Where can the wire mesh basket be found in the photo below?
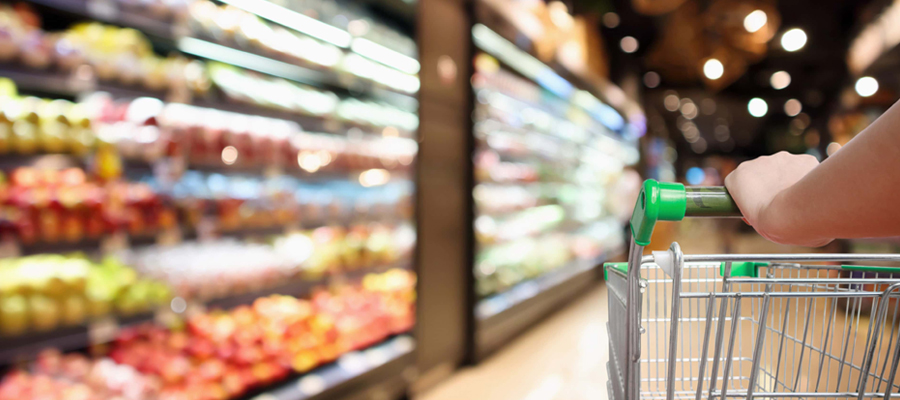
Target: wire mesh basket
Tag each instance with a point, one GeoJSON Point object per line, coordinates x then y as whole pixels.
{"type": "Point", "coordinates": [748, 325]}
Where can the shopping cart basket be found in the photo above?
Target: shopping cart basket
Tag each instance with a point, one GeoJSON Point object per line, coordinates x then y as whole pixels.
{"type": "Point", "coordinates": [746, 325]}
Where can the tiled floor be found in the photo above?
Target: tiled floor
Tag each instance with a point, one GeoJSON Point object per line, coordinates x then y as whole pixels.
{"type": "Point", "coordinates": [563, 358]}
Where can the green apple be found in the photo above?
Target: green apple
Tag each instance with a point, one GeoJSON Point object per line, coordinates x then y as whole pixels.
{"type": "Point", "coordinates": [13, 315]}
{"type": "Point", "coordinates": [44, 312]}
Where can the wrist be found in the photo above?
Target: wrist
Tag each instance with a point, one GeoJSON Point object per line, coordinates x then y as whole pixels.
{"type": "Point", "coordinates": [776, 221]}
{"type": "Point", "coordinates": [781, 222]}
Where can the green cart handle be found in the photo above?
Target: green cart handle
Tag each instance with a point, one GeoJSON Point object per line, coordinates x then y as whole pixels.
{"type": "Point", "coordinates": [666, 201]}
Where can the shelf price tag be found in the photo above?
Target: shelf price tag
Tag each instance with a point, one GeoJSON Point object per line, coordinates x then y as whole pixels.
{"type": "Point", "coordinates": [103, 9]}
{"type": "Point", "coordinates": [103, 331]}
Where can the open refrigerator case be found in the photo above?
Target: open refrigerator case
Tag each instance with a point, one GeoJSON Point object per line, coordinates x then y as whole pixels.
{"type": "Point", "coordinates": [206, 200]}
{"type": "Point", "coordinates": [548, 158]}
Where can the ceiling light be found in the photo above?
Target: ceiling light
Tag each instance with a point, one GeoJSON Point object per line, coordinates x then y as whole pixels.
{"type": "Point", "coordinates": [671, 102]}
{"type": "Point", "coordinates": [651, 79]}
{"type": "Point", "coordinates": [792, 107]}
{"type": "Point", "coordinates": [755, 21]}
{"type": "Point", "coordinates": [793, 39]}
{"type": "Point", "coordinates": [757, 107]}
{"type": "Point", "coordinates": [699, 146]}
{"type": "Point", "coordinates": [713, 69]}
{"type": "Point", "coordinates": [866, 86]}
{"type": "Point", "coordinates": [708, 106]}
{"type": "Point", "coordinates": [294, 20]}
{"type": "Point", "coordinates": [559, 15]}
{"type": "Point", "coordinates": [780, 80]}
{"type": "Point", "coordinates": [628, 44]}
{"type": "Point", "coordinates": [384, 55]}
{"type": "Point", "coordinates": [610, 20]}
{"type": "Point", "coordinates": [689, 110]}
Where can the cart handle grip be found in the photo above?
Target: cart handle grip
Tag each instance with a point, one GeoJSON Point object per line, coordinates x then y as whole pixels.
{"type": "Point", "coordinates": [667, 201]}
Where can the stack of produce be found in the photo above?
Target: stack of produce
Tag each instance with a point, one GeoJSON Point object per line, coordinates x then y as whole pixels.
{"type": "Point", "coordinates": [40, 293]}
{"type": "Point", "coordinates": [50, 205]}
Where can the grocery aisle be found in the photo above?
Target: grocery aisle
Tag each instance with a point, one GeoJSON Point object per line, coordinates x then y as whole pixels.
{"type": "Point", "coordinates": [564, 357]}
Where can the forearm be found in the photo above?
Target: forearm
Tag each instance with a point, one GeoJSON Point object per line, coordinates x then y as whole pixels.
{"type": "Point", "coordinates": [852, 194]}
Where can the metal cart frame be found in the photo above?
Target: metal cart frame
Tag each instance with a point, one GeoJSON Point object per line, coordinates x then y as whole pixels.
{"type": "Point", "coordinates": [747, 325]}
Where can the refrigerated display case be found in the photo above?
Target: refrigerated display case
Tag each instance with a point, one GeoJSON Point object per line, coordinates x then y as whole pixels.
{"type": "Point", "coordinates": [547, 156]}
{"type": "Point", "coordinates": [206, 199]}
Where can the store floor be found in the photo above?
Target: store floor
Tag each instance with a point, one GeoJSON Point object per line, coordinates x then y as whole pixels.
{"type": "Point", "coordinates": [564, 357]}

— Task details —
Reproduce every line of the material in full, beginning at the line that contains "Where can the grocery" and continuing through the final line. Offset each x and y coordinate in the GeoJSON points by adding 31, and leave all other text unchanged.

— Answer to the exercise —
Where can the grocery aisle be found in the photo above?
Target: grocery aisle
Tag each instance with a point, one GeoJSON Point object per line, coordinates x then y as whole pixels.
{"type": "Point", "coordinates": [595, 388]}
Where can the forearm be found in the photo above?
Target: forearm
Tag each instance with a point, one GeoJSON Point object per line, coordinates x then y as whole pixels.
{"type": "Point", "coordinates": [883, 225]}
Where can the metal cart frame be found in the photo above?
Target: metal cart frame
Tag each instance with a point, one GeoJSON Point object per line, coordinates x then y as whole pixels.
{"type": "Point", "coordinates": [778, 356]}
Where can the refrigerated display case be found in the photo above?
Target: refrigerated display case
Tag each instance with a point, one GeoJSON Point object per line, coordinates x then y as whole pixels.
{"type": "Point", "coordinates": [578, 187]}
{"type": "Point", "coordinates": [237, 230]}
Where can the store floor be found in the photo above?
Target: store floor
Tag each instance with a point, one GeoJSON Point object per line, coordinates x then y as whole pixels.
{"type": "Point", "coordinates": [595, 388]}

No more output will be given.